[Data entries]
※

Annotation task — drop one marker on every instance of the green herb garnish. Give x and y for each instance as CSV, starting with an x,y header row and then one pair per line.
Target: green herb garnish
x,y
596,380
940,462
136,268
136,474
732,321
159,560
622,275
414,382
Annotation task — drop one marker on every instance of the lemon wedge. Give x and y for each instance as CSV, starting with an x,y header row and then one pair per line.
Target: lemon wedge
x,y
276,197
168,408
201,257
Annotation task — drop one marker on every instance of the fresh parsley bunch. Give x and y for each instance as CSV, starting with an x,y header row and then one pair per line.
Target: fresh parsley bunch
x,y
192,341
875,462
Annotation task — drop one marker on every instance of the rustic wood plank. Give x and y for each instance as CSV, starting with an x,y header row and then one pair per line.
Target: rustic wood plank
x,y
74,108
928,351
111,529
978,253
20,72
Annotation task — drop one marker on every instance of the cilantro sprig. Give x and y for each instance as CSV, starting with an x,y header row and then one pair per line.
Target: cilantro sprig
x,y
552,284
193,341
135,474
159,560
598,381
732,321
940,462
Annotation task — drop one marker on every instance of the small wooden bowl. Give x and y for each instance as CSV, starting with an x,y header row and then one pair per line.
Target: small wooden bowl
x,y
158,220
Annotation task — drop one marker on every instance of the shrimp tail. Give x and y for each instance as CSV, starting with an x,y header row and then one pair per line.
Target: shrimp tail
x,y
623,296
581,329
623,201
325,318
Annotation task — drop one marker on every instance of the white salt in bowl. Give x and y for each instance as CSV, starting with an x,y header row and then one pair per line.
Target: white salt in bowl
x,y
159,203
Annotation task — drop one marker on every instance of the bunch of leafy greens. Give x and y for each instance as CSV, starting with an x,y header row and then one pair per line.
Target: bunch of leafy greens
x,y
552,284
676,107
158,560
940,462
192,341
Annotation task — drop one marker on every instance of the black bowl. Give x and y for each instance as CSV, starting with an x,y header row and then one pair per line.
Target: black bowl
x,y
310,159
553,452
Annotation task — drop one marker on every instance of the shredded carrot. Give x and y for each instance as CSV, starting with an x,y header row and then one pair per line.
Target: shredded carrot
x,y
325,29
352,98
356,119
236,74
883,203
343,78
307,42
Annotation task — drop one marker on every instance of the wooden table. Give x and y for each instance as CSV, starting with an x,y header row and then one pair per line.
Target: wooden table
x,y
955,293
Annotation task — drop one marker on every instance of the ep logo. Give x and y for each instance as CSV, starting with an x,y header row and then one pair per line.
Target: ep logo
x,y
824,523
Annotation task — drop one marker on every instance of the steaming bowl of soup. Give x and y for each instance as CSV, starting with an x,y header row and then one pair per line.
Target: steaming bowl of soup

※

### What to produce
Scale the coordinates in the entries, starting at the line that contains "of the bunch" and continuing through the end of the entries. Reproduce every line in that span, multiplying each x and y coordinate value by 0.6 and rounding to whole numbers with halves rounded up, and copy all other lines unchanged.

### Output
Annotation task — drop one marker on every instance of the bunch of leafy greens. Give x and y for each instance as CSV, starting with an x,y header row and then one pair per line.
Target: bunch of leafy greens
x,y
331,170
406,64
95,336
564,277
115,205
Annotation task — drop one marker on every instance of the black bowl. Give x and y for each instance as CSV, starting with an x,y header row and then one pair per line.
Target: black bowl
x,y
186,95
332,271
Annotation task — drop one marker on every instance of the shredded carrot. Give x and y for each instance as CSV, starting with an x,y header row and then one pair per line.
Target: shredded carrot
x,y
195,17
211,59
214,71
142,44
530,122
206,47
184,25
Annotation task — drop one marker on every instance of the wooden table. Give x and y for each instance as CSV, starting with an x,y header row and then one pair per line.
Target: wooden table
x,y
573,176
Annotation task — drop one marker on every instance of the ep logo. Give x and y for each instance as CSV, starting with an x,y header row and then one pair per line.
Target: ep logo
x,y
494,314
Annotation task — drop one marker on every instance of the steaming bowl of soup. Give x and y for each instance as CSV, starting with an x,y header row and then one pair per line.
Target: steaming bowl of soup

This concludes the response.